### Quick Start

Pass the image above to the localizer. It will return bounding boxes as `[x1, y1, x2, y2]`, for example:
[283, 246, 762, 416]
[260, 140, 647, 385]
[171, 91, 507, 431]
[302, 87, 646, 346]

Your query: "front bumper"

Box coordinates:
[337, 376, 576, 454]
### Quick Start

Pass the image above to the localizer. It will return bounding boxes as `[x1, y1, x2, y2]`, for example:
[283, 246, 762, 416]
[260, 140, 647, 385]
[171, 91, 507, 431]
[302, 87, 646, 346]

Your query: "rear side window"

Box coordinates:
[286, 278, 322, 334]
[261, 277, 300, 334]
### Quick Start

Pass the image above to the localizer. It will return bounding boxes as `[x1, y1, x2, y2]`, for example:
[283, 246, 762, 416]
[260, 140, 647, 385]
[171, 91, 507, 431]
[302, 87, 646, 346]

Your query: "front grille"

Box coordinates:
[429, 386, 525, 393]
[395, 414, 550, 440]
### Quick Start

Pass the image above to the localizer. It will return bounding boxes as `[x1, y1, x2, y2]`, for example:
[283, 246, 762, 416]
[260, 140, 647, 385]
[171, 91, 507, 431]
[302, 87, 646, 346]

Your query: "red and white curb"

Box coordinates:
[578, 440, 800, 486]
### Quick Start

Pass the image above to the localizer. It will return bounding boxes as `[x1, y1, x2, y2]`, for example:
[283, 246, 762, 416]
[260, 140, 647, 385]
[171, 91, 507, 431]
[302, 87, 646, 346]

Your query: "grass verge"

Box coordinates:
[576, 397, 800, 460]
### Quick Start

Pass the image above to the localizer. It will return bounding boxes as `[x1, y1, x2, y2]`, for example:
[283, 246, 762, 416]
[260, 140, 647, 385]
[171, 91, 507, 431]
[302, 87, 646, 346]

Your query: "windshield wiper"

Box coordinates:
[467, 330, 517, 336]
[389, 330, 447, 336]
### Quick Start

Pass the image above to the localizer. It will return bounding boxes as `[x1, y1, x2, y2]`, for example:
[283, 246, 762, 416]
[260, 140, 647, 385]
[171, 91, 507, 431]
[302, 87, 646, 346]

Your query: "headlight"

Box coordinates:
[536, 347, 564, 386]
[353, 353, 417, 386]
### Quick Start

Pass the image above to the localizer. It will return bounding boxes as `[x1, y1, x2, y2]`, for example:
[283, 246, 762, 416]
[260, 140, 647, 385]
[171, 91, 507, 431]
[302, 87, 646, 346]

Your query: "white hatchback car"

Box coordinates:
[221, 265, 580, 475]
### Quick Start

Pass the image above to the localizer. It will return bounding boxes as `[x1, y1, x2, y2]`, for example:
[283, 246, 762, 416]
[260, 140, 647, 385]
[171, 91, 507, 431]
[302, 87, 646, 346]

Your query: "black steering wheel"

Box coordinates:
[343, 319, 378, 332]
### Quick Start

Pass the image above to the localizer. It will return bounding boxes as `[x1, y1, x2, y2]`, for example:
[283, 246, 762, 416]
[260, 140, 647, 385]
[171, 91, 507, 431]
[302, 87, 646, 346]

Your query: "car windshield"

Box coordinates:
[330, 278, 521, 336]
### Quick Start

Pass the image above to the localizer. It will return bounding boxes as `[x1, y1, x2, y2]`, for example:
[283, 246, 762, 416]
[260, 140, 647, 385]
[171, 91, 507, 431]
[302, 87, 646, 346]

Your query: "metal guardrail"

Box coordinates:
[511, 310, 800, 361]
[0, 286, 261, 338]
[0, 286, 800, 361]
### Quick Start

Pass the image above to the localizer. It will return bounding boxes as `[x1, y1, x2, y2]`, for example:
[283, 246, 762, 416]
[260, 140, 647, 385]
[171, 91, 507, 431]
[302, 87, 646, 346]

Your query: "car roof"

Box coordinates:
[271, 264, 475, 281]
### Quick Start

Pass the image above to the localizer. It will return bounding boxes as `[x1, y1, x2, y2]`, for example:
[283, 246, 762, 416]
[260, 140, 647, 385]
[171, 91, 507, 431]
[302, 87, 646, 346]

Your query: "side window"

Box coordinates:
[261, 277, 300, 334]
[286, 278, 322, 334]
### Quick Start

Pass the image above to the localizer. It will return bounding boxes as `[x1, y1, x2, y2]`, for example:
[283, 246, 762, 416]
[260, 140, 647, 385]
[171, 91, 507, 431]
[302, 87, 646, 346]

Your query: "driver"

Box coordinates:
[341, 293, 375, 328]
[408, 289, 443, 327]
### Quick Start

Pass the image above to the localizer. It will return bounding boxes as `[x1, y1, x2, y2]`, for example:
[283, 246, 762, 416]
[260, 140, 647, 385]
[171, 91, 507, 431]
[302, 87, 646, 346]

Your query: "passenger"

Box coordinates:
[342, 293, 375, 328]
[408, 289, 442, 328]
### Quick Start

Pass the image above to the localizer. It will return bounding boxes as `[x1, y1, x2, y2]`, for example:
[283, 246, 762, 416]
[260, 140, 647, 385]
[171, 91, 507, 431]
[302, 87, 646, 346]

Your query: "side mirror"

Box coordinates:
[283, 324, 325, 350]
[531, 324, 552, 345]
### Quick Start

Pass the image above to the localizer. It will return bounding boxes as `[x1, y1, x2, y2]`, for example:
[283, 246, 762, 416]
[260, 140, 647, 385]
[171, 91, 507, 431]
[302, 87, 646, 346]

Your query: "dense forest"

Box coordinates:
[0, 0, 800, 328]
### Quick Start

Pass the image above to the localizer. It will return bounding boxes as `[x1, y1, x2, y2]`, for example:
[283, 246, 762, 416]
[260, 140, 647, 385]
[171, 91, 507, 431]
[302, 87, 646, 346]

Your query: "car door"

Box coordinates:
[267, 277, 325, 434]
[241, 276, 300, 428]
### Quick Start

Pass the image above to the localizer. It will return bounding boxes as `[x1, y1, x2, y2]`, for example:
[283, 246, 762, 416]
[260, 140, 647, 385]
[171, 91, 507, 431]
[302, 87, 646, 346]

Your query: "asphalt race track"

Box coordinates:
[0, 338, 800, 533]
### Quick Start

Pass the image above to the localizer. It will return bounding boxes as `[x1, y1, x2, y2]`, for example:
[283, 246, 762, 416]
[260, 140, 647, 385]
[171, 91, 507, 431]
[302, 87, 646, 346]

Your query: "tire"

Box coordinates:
-- -- --
**DESCRIPTION OF THE TASK**
How many lines in the listing above contain the string "windshield", matching case exactly? Reply with the number only.

**FINISHED ANSWER**
2